_YOUR INSTRUCTIONS_: Return each line from the entries below that contains the string "athlete".

[Point-based annotation data]
------------------------------------------------

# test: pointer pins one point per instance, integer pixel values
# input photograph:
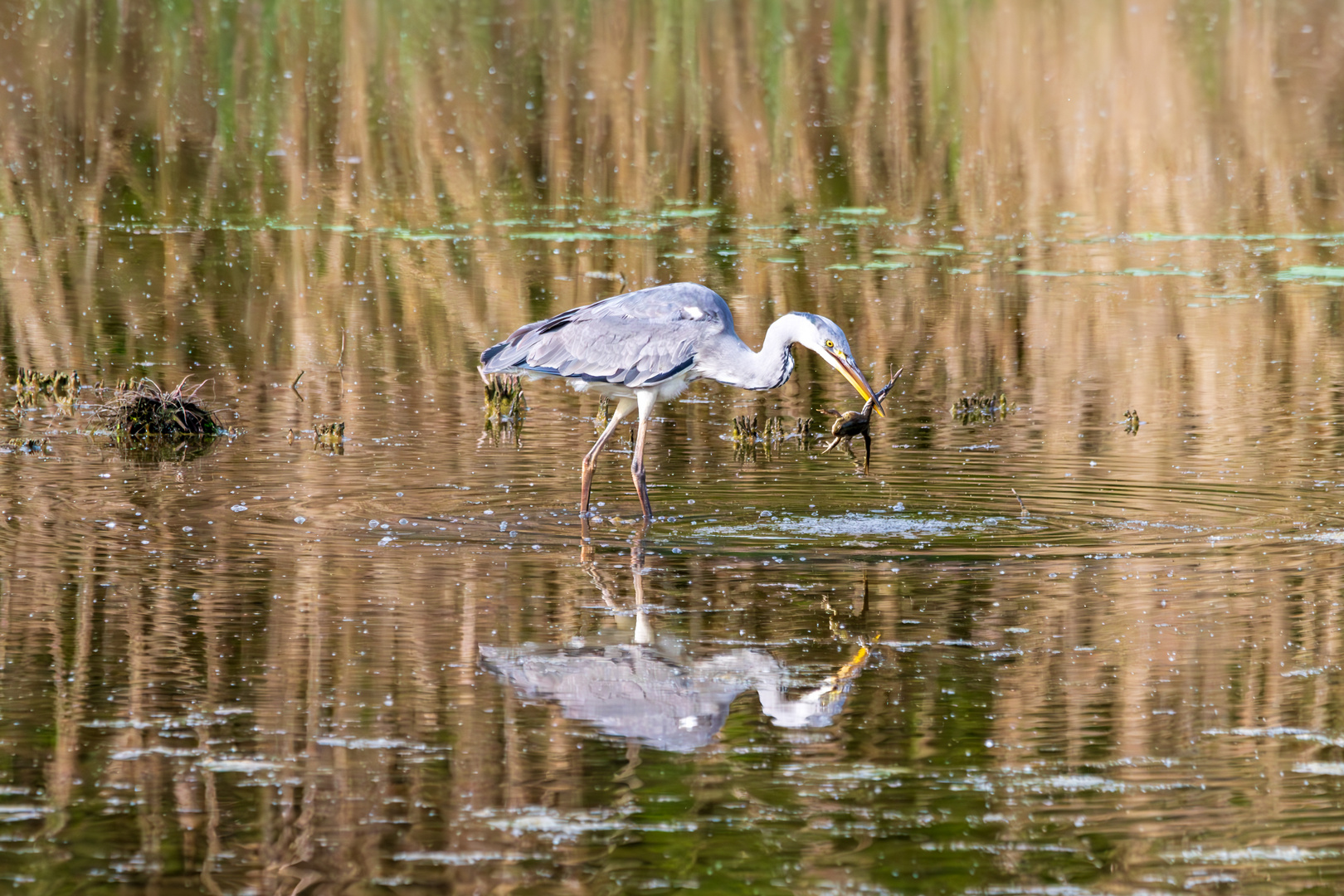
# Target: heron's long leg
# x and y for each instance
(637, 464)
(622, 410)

------------------------------------------------

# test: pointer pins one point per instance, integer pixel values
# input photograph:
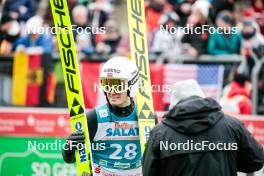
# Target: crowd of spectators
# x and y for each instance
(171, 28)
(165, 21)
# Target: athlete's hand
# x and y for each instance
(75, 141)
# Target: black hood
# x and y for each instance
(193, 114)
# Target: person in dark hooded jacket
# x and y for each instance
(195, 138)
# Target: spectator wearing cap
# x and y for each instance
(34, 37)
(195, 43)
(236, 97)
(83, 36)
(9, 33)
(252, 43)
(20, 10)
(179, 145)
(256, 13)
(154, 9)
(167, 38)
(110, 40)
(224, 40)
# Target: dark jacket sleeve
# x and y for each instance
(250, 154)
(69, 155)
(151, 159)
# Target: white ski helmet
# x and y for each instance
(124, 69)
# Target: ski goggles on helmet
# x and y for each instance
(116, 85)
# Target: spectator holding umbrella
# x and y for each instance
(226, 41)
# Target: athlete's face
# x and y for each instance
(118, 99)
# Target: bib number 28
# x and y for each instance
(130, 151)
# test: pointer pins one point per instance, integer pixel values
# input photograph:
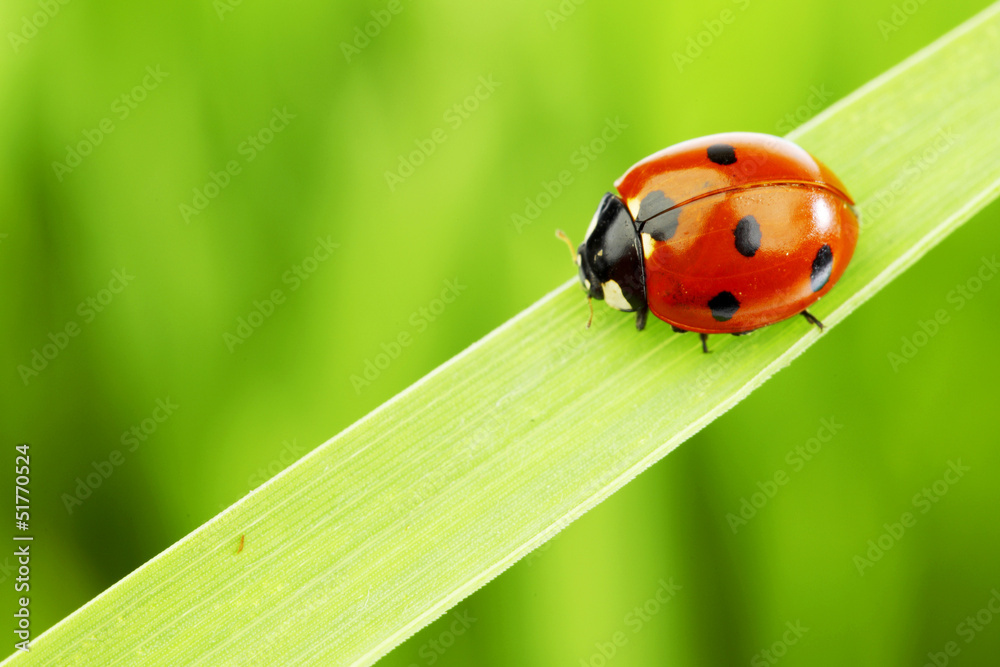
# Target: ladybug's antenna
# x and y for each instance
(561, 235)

------------------------------------------------

_TASK ANSWER_:
# Target: athlete's hand
# Target: athlete's face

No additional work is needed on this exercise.